» **Data records**
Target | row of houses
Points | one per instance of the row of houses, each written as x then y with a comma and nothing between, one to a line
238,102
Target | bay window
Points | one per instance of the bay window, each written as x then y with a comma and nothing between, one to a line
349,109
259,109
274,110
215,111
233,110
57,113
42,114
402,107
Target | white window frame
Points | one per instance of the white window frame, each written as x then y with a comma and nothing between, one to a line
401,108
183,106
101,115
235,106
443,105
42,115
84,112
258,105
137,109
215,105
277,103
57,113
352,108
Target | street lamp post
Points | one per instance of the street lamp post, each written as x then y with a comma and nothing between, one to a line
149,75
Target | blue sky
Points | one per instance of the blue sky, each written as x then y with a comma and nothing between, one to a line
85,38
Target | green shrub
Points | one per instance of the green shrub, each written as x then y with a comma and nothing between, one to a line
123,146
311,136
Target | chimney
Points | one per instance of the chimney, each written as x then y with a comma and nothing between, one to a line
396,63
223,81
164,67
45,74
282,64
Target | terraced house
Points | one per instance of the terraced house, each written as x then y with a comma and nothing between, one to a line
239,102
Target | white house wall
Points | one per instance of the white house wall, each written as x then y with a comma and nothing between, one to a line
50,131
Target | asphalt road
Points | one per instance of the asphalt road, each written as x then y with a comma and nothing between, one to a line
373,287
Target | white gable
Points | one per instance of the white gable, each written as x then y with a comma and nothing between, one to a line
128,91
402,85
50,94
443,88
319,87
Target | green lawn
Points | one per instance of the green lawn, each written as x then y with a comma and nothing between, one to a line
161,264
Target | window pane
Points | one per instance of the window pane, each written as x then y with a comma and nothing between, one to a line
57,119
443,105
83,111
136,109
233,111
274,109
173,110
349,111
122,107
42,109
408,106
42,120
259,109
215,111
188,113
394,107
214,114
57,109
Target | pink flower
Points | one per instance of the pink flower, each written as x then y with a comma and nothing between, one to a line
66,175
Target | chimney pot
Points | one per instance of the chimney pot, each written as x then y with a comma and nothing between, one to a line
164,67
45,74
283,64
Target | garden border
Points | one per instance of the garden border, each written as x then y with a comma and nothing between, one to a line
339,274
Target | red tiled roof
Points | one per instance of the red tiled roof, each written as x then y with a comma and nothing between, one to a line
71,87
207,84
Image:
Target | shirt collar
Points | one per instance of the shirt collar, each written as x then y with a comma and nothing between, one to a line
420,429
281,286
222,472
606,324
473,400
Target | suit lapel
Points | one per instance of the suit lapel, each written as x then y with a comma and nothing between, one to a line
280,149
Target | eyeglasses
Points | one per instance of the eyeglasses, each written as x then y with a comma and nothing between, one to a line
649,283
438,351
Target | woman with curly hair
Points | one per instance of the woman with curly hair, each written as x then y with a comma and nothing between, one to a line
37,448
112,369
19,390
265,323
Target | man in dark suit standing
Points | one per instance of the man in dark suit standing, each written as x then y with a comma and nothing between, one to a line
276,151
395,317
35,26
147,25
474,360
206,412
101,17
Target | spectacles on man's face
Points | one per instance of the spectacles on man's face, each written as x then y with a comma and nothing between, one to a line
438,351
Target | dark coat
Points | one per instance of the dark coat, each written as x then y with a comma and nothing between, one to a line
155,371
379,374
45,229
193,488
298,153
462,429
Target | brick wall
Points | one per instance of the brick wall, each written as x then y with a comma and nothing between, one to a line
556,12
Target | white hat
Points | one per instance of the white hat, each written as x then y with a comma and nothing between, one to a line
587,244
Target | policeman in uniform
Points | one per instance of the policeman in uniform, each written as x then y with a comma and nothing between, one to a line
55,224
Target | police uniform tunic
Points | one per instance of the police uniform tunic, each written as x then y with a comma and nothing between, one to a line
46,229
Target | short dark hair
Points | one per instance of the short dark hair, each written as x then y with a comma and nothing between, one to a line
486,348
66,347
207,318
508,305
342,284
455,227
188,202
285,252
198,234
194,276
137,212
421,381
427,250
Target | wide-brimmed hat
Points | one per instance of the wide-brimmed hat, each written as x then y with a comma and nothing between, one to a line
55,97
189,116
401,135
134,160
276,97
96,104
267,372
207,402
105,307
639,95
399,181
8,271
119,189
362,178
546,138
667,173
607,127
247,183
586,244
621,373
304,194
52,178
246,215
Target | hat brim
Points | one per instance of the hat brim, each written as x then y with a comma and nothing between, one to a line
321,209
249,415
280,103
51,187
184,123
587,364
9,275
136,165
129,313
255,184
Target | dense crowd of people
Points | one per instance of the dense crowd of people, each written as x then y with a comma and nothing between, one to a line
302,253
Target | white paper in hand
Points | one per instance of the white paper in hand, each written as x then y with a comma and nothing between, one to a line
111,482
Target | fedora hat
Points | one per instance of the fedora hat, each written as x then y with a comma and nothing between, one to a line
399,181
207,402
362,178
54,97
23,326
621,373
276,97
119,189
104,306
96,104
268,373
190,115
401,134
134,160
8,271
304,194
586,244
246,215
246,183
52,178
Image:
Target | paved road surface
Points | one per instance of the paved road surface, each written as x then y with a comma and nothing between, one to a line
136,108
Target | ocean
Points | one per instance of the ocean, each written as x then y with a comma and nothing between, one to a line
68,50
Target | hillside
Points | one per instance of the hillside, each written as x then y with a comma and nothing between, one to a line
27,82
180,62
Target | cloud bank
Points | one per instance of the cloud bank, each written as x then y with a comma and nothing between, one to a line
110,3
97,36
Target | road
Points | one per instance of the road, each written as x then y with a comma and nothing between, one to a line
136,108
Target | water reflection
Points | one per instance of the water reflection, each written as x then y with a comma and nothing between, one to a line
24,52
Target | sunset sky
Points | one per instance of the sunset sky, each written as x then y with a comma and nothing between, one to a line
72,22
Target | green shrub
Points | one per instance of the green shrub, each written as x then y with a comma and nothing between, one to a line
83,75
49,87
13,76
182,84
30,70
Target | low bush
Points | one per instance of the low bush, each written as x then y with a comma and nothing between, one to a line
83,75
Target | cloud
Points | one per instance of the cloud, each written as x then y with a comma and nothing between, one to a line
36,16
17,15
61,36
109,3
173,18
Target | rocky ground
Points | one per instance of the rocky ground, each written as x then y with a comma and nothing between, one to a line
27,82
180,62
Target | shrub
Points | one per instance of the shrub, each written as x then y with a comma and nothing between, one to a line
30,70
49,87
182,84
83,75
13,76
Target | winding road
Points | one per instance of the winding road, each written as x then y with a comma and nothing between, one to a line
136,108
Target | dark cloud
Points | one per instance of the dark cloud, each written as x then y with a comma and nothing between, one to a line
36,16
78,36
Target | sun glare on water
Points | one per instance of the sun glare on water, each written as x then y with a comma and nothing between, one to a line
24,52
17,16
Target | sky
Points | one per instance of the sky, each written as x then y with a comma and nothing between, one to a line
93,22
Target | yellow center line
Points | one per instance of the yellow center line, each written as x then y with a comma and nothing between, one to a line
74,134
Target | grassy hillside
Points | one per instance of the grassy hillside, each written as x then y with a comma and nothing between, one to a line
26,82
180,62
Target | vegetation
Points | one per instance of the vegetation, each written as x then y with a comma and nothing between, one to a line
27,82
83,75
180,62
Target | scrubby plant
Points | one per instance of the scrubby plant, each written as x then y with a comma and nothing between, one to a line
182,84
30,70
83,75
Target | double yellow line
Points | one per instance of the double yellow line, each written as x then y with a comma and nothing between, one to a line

» **Set task**
Rewrite everything from the line containing "Target | vegetation" down to the end of the data, keeping every line and shifting each x and y coordinate of the points up by 121.

» **Task solution**
Target | vegetation
Points | one per instance of the vegetation, each written as x then y with a comma and nothing between, one to a line
148,203
204,196
301,183
Target | scrubby plant
Points | one per instance of the scrubby plant, each written as x then y with a comma and nothing between, one to a line
303,205
151,191
204,196
Target | double yellow line
Points | one per instance of the double yellow line, each written as x then y with a comma and nothing between, one to a line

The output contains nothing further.